→ **Extract provided**
================

Tips & Tricks: Hand piecing - Making templates

Almost all of my quilts are entirely hand pieced (and hand quilted, but more about that some other time).

Hand piecing might be a bit slower than machine piecing but it's so relaxing and fulfilling!


It all starts with... (you know me already, haha!) good preparations! :)


So lets dive a little deeper into how I make my templates.

Please note that there are many different ways and materials to make templates.  This is how I do it and how I like it best. Give it a try and let me know how it works for you!

Making templates


1. Whether I'm using templates from a pattern or templates I've drawn on graph paper, I always rought cut them, leaving some extra paper around the actual shape of the template. If I cut directly on the line, I will have trouble cutting them to the exact shape later on.


2. I use a glue stick to glue the templates to the back of a sheet of sand paper. Sand paper avoids that the template from sliding when you trace it onto your fabric. You can get sand paper very cheaply at your local DIY store.


3. I now cut the templates exactly on the line. Notice that because there's some extra paper around the shape, I can clearly see where to cut. If I would have cut on the line in step 1, I wouldn't be able to cut this precise anymore.

Tracing templates onto your fabric


4. Place the template onto the back of your fabric. Ideally you place the fabric onto a cutting mat or a sheet of sand paper

to avoid sliding.

================

→ **Records for this exercise**
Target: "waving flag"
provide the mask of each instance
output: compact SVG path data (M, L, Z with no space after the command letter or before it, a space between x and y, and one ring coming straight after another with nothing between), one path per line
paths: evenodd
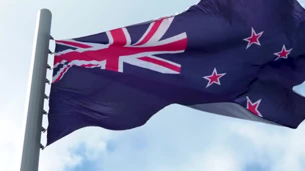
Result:
M173 104L291 128L305 118L305 98L292 90L305 80L296 0L202 0L56 42L48 145L85 126L139 126Z

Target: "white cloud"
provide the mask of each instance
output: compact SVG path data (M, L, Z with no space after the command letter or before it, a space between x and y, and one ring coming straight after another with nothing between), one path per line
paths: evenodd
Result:
M133 19L134 20L128 20L128 22L141 22L146 20L145 18L150 18L150 16L154 18L163 16L161 13L157 14L158 12L150 16L141 14L143 11L149 10L150 6L144 6L146 2L139 2L133 0L131 3L137 6L137 3L142 3L141 4L142 6L145 6L146 10L141 11L139 9L135 12L137 12L136 14L128 14L130 16L128 16L137 15L140 18L137 20ZM304 6L305 0L300 0L299 2L303 3ZM67 6L70 6L70 4L73 4L74 2L71 1L71 2L65 2L67 4L63 4L62 2L56 4L52 1L48 5L44 4L44 6L51 6L55 12L54 14L61 14L63 11L66 12L68 8ZM174 2L173 0L171 3L174 4ZM34 7L38 3L32 3L31 6L31 6L35 9L35 12L31 10L31 14L36 13L37 10L44 6L41 4ZM183 4L181 2L179 3ZM61 7L58 6L59 4ZM12 4L10 4L12 6ZM84 4L87 6L86 8L93 6L90 3ZM24 8L26 6L24 5L19 5L20 6L15 10L27 14L25 12L29 10L24 10L23 9L29 9ZM174 6L170 6L171 11L179 11ZM183 6L181 5L181 7ZM112 7L109 8L115 7L112 4ZM159 8L155 6L155 9ZM164 8L161 10L164 14L169 14L165 12L167 10L166 6L160 8ZM183 7L181 9L184 8ZM5 12L8 12L13 10L6 10ZM97 10L92 10L89 12L92 12L89 15L90 16L97 16L101 12ZM103 10L102 12L102 15L109 13L109 11ZM5 12L5 10L2 10L2 12ZM52 33L56 36L75 37L76 34L83 35L83 30L90 30L88 32L96 32L97 30L114 27L113 24L104 26L105 23L110 23L110 22L117 23L115 25L117 26L119 26L118 24L121 25L124 23L124 25L130 24L121 18L124 14L116 14L111 18L107 19L112 20L103 19L104 20L97 24L98 26L96 28L93 28L90 24L84 24L86 25L84 26L84 28L71 32L71 28L78 28L80 26L80 22L88 23L88 16L79 13L78 10L71 10L67 13L71 14L70 16L74 16L70 19L75 20L69 22L69 24L62 24L60 28L54 26ZM21 50L20 51L24 52L23 56L30 56L29 53L31 52L33 32L31 29L34 28L34 26L32 28L31 26L34 26L35 15L28 16L29 20L23 20L24 18L22 18L22 20L19 20L22 24L14 25L13 22L18 22L17 18L20 16L14 18L12 14L9 16L7 14L2 15L3 18L4 17L3 16L10 16L10 20L8 19L5 24L13 26L8 28L10 29L13 28L15 34L15 34L16 37L18 38L17 40L12 38L11 34L7 34L9 32L8 30L2 30L1 32L4 36L7 34L5 36L8 36L7 39L12 40L7 43L8 44L21 42L16 46L27 46L24 50ZM90 18L89 20L91 20L90 22L96 21L96 18L102 14L100 15L95 18ZM80 18L81 18L80 22ZM101 18L101 20L102 18ZM66 22L61 22L62 19L61 17L54 15L54 24L57 23L58 26L59 23ZM122 22L122 20L125 22ZM19 29L22 25L27 28L26 32L17 32L17 29ZM0 46L6 47L3 46ZM4 48L2 50L3 56L20 56L19 52L13 50ZM25 99L25 92L24 92L26 86L24 88L22 86L17 85L18 81L22 82L27 81L27 76L24 74L21 76L20 74L23 72L21 70L28 70L25 66L27 66L28 59L25 58L25 64L18 64L20 62L20 58L11 58L14 60L12 63L16 64L16 68L19 70L6 70L9 71L10 75L4 72L0 74L3 80L8 82L7 84L10 85L10 88L16 90L16 92L15 90L11 91L14 92L14 93L10 91L4 91L1 94L5 96L5 100L1 102L2 105L0 106L1 170L17 170L19 167L16 164L16 159L20 155L16 147L22 142L20 141L18 134L15 133L21 130L23 112L22 104ZM52 59L49 60L50 63L52 63ZM21 63L24 64L24 62ZM19 78L20 80L18 81L13 81L11 79L11 78L18 78L18 76L20 76ZM4 92L10 92L10 93ZM20 104L22 107L16 108L13 104ZM46 124L45 120L44 124ZM95 165L98 168L106 170L239 171L242 170L249 162L271 166L268 170L305 170L303 164L305 162L304 132L304 123L297 129L291 130L207 114L174 106L160 112L145 126L133 130L117 132L108 131L101 128L90 128L78 130L41 152L40 170L64 171L82 164L86 160L90 160L95 163ZM42 142L45 142L45 134L43 136ZM108 149L109 146L112 146L111 150ZM77 152L80 148L83 148L83 153Z

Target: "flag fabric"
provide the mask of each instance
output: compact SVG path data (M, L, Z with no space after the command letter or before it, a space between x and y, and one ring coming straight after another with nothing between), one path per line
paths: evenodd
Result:
M201 0L56 40L53 72L47 145L85 126L139 126L173 104L295 128L305 118L292 90L305 80L305 10L293 0Z

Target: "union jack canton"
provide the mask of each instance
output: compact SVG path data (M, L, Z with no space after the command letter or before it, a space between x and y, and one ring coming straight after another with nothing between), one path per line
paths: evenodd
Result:
M305 10L295 0L201 0L57 40L47 145L85 126L140 126L174 104L296 128L305 119L295 90L305 84L304 47Z

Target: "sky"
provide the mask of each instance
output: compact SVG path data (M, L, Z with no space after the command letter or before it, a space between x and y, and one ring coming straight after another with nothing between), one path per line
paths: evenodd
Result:
M183 11L199 0L0 0L0 170L19 170L26 94L38 11L52 12L57 40L92 34ZM305 0L299 0L305 6ZM50 43L54 50L54 42ZM49 64L53 64L50 56ZM47 78L51 80L52 72ZM47 85L46 92L49 94ZM305 86L297 90L305 95ZM48 110L48 102L45 102ZM43 125L47 127L47 118ZM39 170L305 170L305 124L296 130L178 104L145 125L79 130L41 151ZM43 134L42 143L46 142Z

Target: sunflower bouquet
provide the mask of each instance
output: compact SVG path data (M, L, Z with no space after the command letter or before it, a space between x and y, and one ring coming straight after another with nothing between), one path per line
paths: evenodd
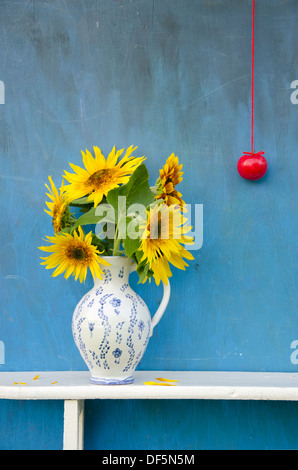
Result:
M59 189L48 177L45 212L54 234L39 249L50 253L41 264L54 269L53 277L64 273L85 282L90 270L101 278L109 256L126 256L135 262L139 282L153 277L157 285L167 284L170 265L184 270L185 259L193 259L183 246L193 239L176 189L182 164L172 153L151 187L145 157L133 155L136 148L124 153L114 147L107 158L98 147L94 155L82 151L83 167L69 163L72 172L64 171Z

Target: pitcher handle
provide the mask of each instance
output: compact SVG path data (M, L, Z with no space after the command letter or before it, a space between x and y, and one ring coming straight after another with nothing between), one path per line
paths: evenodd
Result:
M136 269L137 269L137 267L133 263L131 265L130 272L134 272L134 271L136 271ZM158 309L156 310L155 314L153 315L153 317L151 319L150 338L153 335L154 327L157 325L157 323L159 322L159 320L161 319L161 317L165 313L165 310L166 310L166 308L168 306L168 303L169 303L169 300L170 300L171 285L170 285L169 279L168 279L168 284L165 284L164 282L162 282L162 284L163 284L163 297L162 297L162 301L161 301L160 306L158 307Z
M150 337L153 334L153 329L165 313L165 310L168 306L169 300L170 300L170 295L171 295L171 286L170 286L170 281L168 280L168 284L165 284L163 282L163 298L161 301L160 306L156 310L155 314L152 317L151 320L151 330L150 330Z

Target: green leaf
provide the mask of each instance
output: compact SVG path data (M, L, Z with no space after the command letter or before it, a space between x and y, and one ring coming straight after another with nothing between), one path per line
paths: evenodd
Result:
M144 163L130 177L128 183L112 189L107 195L107 201L115 211L118 211L118 197L126 197L126 207L132 204L142 204L148 207L154 202L154 194L149 186L149 174Z
M93 201L88 201L88 196L80 197L69 203L70 206L83 206L85 204L93 204Z
M102 205L101 207L91 207L88 212L81 215L76 220L75 227L78 227L79 225L96 225L98 222L115 223L113 214L111 214L111 208L108 204Z
M123 247L125 249L126 255L131 258L134 253L140 247L141 241L140 239L133 240L132 238L126 237L123 240Z

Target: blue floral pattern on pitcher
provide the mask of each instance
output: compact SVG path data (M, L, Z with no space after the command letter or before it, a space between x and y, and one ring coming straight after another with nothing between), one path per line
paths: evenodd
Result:
M90 370L91 382L131 383L149 341L151 316L129 285L131 261L110 259L103 279L95 280L74 311L73 337Z

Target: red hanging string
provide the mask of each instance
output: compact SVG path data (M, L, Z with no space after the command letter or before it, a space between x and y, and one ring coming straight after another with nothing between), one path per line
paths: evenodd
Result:
M252 0L252 45L251 45L251 151L243 152L238 161L238 172L246 179L262 178L267 171L264 152L254 152L254 68L255 68L255 0Z
M251 153L254 153L254 72L255 72L255 0L252 2L252 47L251 47ZM246 152L245 152L246 153Z

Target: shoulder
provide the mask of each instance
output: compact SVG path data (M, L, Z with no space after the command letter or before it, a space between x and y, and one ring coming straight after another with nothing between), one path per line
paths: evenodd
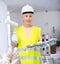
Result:
M22 29L22 25L21 26L18 26L18 27L15 27L15 29L14 30L20 30L20 29Z
M41 30L41 27L33 26L34 29Z

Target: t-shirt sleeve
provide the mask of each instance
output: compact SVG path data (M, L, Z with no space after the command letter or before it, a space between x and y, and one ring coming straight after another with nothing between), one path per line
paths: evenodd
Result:
M15 32L13 32L13 34L12 34L12 42L13 43L17 43L18 42L17 35L16 35Z

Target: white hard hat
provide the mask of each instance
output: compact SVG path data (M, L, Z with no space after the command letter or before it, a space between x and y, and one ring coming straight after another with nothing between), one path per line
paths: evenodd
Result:
M21 10L21 14L24 13L34 13L34 9L30 5L25 5Z

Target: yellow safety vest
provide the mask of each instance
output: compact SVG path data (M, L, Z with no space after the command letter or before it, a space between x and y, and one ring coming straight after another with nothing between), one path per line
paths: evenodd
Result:
M38 42L41 28L32 26L28 39L24 32L24 26L15 28L15 32L18 38L18 50L20 49L20 51L18 51L18 55L21 58L21 64L40 64L40 49L27 49L24 51L23 48L27 45L36 44Z

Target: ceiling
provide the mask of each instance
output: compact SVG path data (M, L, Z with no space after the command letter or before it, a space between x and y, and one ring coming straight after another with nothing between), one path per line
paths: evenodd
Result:
M11 12L20 12L21 8L29 4L35 11L60 11L60 0L3 0L8 10Z

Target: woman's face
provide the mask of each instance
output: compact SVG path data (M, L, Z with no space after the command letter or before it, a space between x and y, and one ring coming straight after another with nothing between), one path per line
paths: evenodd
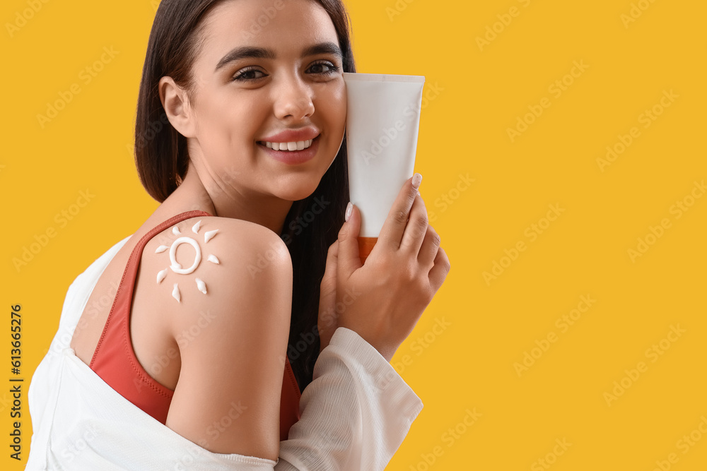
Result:
M329 15L312 0L231 0L204 21L187 136L200 177L233 196L306 198L334 161L346 123Z

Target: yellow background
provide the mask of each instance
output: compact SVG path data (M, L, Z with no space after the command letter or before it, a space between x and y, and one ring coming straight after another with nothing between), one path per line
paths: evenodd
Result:
M707 197L686 198L707 179L707 4L347 4L359 72L426 77L415 168L452 266L393 359L425 407L387 469L547 469L543 459L556 471L650 471L656 460L665 469L670 453L670 469L707 469L707 436L698 429L707 417ZM518 16L503 16L512 7ZM638 18L626 23L633 7ZM28 8L26 0L0 8L7 470L23 469L31 434L24 395L23 461L11 460L9 306L22 305L26 388L69 285L157 206L129 152L154 2L50 0L11 37L7 23ZM477 37L494 23L498 32L480 48ZM104 47L119 52L86 84L80 72ZM574 61L588 68L568 78ZM556 96L549 87L563 79L573 83ZM42 129L37 114L74 83L81 93ZM670 90L677 97L643 127L642 114ZM544 97L549 107L512 142L508 129ZM640 136L602 172L597 160L634 126ZM460 174L474 180L465 187ZM95 197L60 227L55 215L87 189ZM678 217L674 205L685 199L693 205ZM550 205L564 211L548 227ZM651 227L660 233L663 219L670 227L632 260L629 250ZM532 240L533 224L546 229ZM56 237L18 273L12 258L49 227ZM525 250L502 260L521 241ZM487 282L494 262L506 268ZM556 320L583 295L596 301L562 332ZM438 321L449 325L436 331ZM684 330L670 335L674 342L664 340L671 326ZM542 356L532 351L551 333L556 342ZM661 340L667 350L650 354ZM539 358L519 376L514 364L526 352ZM639 362L647 371L607 404L604 393L614 381L628 384L625 370ZM481 415L464 424L474 410ZM701 439L684 453L679 441L691 433ZM555 448L556 440L571 445Z

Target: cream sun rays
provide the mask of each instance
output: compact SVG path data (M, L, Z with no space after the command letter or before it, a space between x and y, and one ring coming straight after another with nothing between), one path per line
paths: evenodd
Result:
M199 229L201 227L201 222L199 221L195 225L194 225L194 226L192 227L192 232L194 232L194 234L199 234ZM214 237L216 234L218 232L218 229L216 229L213 231L207 231L206 232L204 232L204 244L208 243L209 241L210 241L211 239L214 238ZM179 227L177 226L174 226L173 227L172 227L172 233L174 234L175 235L181 235L182 234L182 232L179 229ZM196 251L196 254L194 257L194 263L192 263L192 266L189 267L188 268L182 268L181 265L177 263L177 258L176 258L177 247L178 247L182 244L188 244L192 247L194 247L194 250ZM166 245L160 245L159 247L157 248L157 250L155 251L155 253L161 254L168 249L170 249L170 261L172 262L172 264L170 266L167 267L167 268L161 270L158 273L157 273L158 283L162 282L162 280L164 280L165 278L167 276L168 268L171 268L172 271L179 275L189 275L189 273L191 273L192 272L193 272L194 270L197 269L197 267L199 266L199 263L201 261L201 248L199 246L199 243L197 242L197 241L192 237L189 237L187 236L182 236L181 237L179 237L172 243L172 246L168 247ZM211 262L212 263L217 263L217 264L219 263L218 258L217 258L216 256L213 254L209 254L209 256L206 257L206 260ZM202 293L206 294L206 284L199 278L197 278L195 281L197 282L197 288ZM174 287L172 290L172 297L177 299L177 302L182 302L182 296L181 294L180 293L178 283L174 284Z

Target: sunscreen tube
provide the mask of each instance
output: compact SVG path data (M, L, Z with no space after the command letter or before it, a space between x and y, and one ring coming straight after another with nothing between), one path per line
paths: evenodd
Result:
M412 177L422 108L422 76L344 73L351 203L361 212L361 263L403 184Z

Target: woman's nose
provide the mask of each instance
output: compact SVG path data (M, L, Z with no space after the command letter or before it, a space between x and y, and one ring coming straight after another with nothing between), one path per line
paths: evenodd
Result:
M280 119L292 117L296 121L314 113L312 90L299 77L288 78L281 84L275 100L275 114Z

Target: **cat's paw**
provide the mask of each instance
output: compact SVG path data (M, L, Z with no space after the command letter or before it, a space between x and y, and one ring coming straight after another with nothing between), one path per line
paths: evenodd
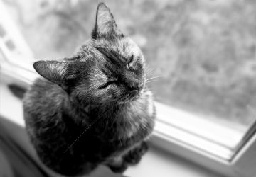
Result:
M140 146L132 149L124 156L124 161L131 165L138 164L148 149L149 146L146 142L143 142Z
M125 163L123 163L121 166L109 166L109 167L114 173L122 173L124 171L126 171L126 169L127 169L128 166Z

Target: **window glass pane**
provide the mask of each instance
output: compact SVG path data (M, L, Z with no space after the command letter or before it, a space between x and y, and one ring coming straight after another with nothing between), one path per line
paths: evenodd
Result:
M144 52L156 101L245 139L256 118L253 1L105 1L119 28ZM90 38L97 1L4 3L35 58L58 59Z

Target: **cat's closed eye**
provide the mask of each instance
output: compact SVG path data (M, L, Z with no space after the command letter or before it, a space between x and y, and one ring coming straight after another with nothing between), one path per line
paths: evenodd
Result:
M115 84L117 81L118 80L116 78L109 79L107 82L100 84L100 86L98 87L98 89L102 89L107 88L108 86Z

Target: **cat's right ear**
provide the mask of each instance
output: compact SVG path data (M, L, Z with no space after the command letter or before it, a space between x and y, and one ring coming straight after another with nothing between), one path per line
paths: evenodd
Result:
M103 2L99 4L96 12L96 21L92 32L92 38L97 39L99 36L111 36L122 33L118 29L110 9Z
M58 61L38 61L33 64L36 71L46 79L59 83L67 79L69 64Z

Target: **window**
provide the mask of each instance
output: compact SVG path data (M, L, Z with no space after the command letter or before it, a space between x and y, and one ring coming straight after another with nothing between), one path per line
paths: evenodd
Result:
M248 158L255 162L250 156L256 144L256 4L107 1L119 28L147 60L158 110L153 142L228 175L238 174ZM6 8L0 4L5 16L0 19L2 69L29 84L36 76L31 67L35 58L69 56L90 37L97 4L6 0ZM252 174L253 169L247 165L239 173Z

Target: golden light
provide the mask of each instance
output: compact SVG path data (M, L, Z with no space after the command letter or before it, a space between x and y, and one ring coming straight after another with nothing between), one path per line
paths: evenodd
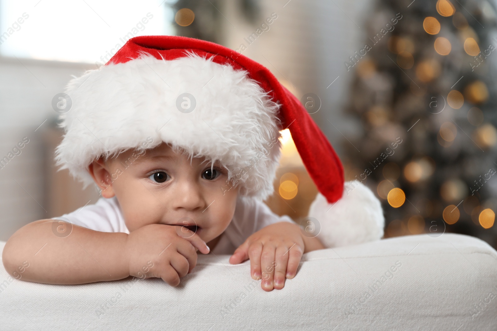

================

→ **Complete the following**
1. Copy out the passage from the hand piecing tips starting with "It all starts" and going on through "shape later on.".
2. In the records, replace "ceiling" with "roof" starting with the line with "Target: ceiling" and going on through the line with "M11 12L20 12L21". Return only those lines, with everything else unchanged.
The text and the records come from separate, unrelated sources.

→ **Answers for this exercise**
1.
It all starts with... (you know me already, haha!) good preparations! :)


So lets dive a little deeper into how I make my templates.

Please note that there are many different ways and materials to make templates.  This is how I do it and how I like it best. Give it a try and let me know how it works for you!

Making templates


1. Whether I'm using templates from a pattern or templates I've drawn on graph paper, I always rought cut them, leaving some extra paper around the actual shape of the template. If I cut directly on the line, I will have trouble cutting them to the exact shape later on.

2.
Target: roof
provide the mask of each instance
output: compact SVG path data (M, L, Z with no space after the command letter or before it, a space between x and y, and one ring coming straight after another with nothing between), one path per line
paths: evenodd
Result:
M11 12L20 12L21 8L29 4L35 11L60 11L60 0L3 0L8 10Z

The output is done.